If you miss the bulk that hominy adds, a few low-carb swaps work well in the bowl. Diced radishes hold up in hot broth and add a mild crunch. Diced daikon radish softens during cooking and mimics starchy vegetables more closely. Some people add chopped cabbage for body. None of these will taste exactly like hominy, but they fill out the soup without the carb load.
For toppings, the traditional garnishes are mostly keto compatible. Chopped cilantro, diced onion in small amounts, a squeeze of lime, and dried oregano add almost no carbs. Go easy on the onion if you’re tracking strictly, since raw onion has about 5 grams of net carbs per quarter cup. Sliced radishes on the side are essentially free.
Restaurant and Canned Menudo
Ordering menudo at a restaurant or buying it canned gives you less control over the hominy content. Restaurant portions tend to be generous, often 2 cups or more, which could mean 24 to 30 grams of net carbs in a single bowl. Canned versions vary by brand but almost always include hominy as a primary ingredient.

[Exercise instructions]:
1. Answer these questions from the menudo text.
(a) Which swap softens during cooking and mimics starchy vegetables more closely?
(b) How many grams of net carbs does raw onion have per quarter cup?
(c) How large are restaurant portions of menudo often?
2. Pick up the menudo text after its last sentence and continue it with one more paragraph.
The rows have no connection to the menudo text.

[Material provided]:

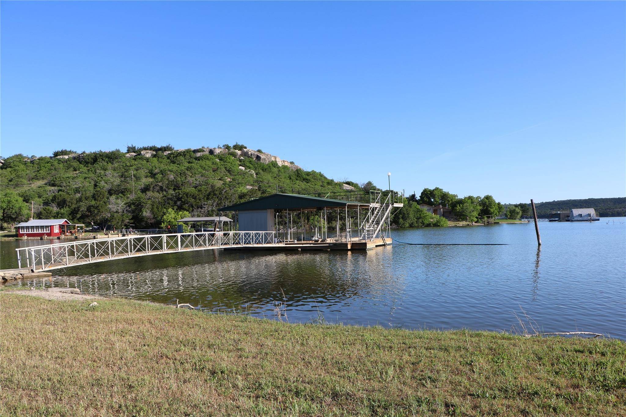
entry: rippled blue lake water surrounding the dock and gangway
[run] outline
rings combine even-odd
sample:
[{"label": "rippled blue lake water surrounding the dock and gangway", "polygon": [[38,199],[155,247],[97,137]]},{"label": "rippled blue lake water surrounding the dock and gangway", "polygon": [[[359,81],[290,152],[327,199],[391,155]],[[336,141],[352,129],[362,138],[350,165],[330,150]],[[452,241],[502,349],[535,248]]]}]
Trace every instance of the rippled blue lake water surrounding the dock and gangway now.
[{"label": "rippled blue lake water surrounding the dock and gangway", "polygon": [[[521,309],[543,331],[584,330],[626,339],[626,218],[399,229],[410,246],[362,252],[197,251],[119,259],[53,271],[8,286],[71,286],[85,293],[287,321],[510,331]],[[18,246],[3,241],[3,268]],[[282,304],[281,304],[282,303]],[[285,320],[285,317],[282,316]]]}]

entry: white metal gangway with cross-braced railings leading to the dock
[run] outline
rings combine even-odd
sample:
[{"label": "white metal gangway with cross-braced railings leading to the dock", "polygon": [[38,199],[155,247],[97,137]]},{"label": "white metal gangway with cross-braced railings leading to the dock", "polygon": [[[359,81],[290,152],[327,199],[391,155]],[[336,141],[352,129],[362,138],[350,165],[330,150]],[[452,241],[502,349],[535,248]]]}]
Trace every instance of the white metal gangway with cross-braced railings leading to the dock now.
[{"label": "white metal gangway with cross-braced railings leading to the dock", "polygon": [[282,246],[275,232],[200,232],[123,236],[69,243],[44,244],[15,249],[19,268],[33,271],[65,268],[111,259],[133,258],[158,253],[200,251],[245,246]]}]

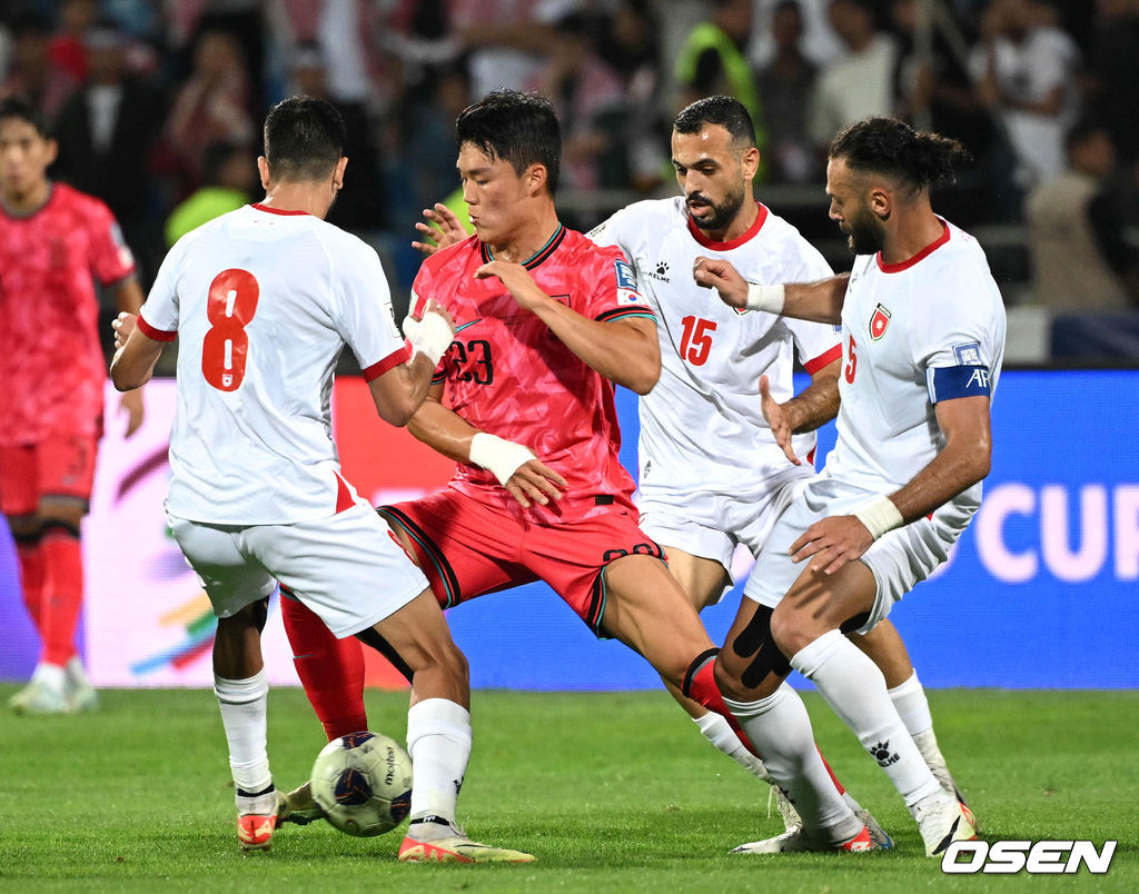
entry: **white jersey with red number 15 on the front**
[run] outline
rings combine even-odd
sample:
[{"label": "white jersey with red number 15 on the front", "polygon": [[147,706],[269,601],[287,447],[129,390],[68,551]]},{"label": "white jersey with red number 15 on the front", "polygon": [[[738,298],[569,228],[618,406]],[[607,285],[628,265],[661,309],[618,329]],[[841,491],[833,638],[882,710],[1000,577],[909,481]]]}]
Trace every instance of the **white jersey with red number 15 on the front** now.
[{"label": "white jersey with red number 15 on the front", "polygon": [[[788,467],[760,407],[760,376],[778,401],[794,394],[793,350],[813,372],[838,359],[835,328],[757,311],[739,313],[693,279],[698,255],[723,257],[751,282],[808,282],[831,274],[787,221],[759,205],[753,227],[714,243],[689,221],[683,197],[638,202],[589,237],[620,246],[657,314],[661,379],[640,399],[641,490],[762,493]],[[808,456],[814,435],[796,436]]]}]

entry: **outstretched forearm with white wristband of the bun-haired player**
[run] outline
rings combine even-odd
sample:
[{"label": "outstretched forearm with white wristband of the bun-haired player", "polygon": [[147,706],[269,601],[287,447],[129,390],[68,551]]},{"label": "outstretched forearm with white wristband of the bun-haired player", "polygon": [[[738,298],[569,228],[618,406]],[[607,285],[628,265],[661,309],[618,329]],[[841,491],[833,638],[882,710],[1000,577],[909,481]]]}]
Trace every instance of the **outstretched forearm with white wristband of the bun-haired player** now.
[{"label": "outstretched forearm with white wristband of the bun-haired player", "polygon": [[764,286],[748,282],[721,257],[697,257],[693,265],[696,285],[714,288],[720,300],[737,310],[768,311],[796,320],[842,322],[843,298],[850,273],[818,282]]}]

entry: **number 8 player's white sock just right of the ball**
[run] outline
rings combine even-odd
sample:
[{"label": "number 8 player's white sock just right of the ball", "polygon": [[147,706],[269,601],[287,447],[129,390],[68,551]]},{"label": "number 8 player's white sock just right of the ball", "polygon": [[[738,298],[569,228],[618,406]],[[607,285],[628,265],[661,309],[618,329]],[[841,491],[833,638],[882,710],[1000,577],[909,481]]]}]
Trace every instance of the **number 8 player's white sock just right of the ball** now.
[{"label": "number 8 player's white sock just right of the ball", "polygon": [[411,819],[453,822],[459,788],[470,760],[470,712],[445,698],[426,698],[408,710],[411,755]]}]

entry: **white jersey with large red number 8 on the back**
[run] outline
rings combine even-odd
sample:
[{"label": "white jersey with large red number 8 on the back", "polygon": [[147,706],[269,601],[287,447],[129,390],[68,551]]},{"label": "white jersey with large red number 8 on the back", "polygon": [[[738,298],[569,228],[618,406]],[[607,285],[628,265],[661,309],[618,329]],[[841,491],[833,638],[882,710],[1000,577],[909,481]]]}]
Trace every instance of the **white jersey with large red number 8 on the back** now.
[{"label": "white jersey with large red number 8 on the back", "polygon": [[248,205],[174,245],[139,327],[181,337],[167,511],[261,525],[351,505],[331,438],[336,360],[349,344],[374,379],[408,358],[375,251],[310,214]]}]

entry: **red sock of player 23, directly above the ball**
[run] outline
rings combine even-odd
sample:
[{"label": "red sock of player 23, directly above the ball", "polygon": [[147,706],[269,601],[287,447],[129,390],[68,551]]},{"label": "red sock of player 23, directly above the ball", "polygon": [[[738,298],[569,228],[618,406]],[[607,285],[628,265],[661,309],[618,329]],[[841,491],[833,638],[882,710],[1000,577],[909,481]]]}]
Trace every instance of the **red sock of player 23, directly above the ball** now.
[{"label": "red sock of player 23, directly above the ball", "polygon": [[296,674],[328,740],[368,729],[360,641],[355,637],[336,639],[312,609],[284,590],[281,620]]}]

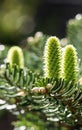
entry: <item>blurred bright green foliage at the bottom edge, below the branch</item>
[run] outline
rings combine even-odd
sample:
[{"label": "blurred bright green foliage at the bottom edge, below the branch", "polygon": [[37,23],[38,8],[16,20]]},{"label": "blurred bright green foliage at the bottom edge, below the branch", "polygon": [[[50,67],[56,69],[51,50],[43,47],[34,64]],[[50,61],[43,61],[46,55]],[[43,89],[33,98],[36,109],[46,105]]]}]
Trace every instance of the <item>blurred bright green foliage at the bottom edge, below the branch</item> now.
[{"label": "blurred bright green foliage at the bottom edge, below the branch", "polygon": [[[34,116],[33,116],[34,115]],[[32,118],[33,117],[33,118]],[[18,128],[26,129],[26,130],[44,130],[46,129],[46,125],[43,123],[43,120],[39,118],[36,113],[25,113],[18,116],[19,121],[13,122],[13,125],[15,125],[15,128],[18,130]]]}]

[Numbered answers]:
1.
(a) Diced daikon radish.
(b) About 5 grams.
(c) 2 cups or more.

2.
If you’re eating out, you can ask for menudo without hominy or request it on the side. Some taquerias and Mexican restaurants will accommodate this. With canned menudo, your best option is to strain out the hominy kernels before heating. You’ll lose some broth and flavor that clings to the corn, but you’ll cut the carb count dramatically. What remains is mostly tripe in a seasoned chile broth, which on its own is very keto compatible.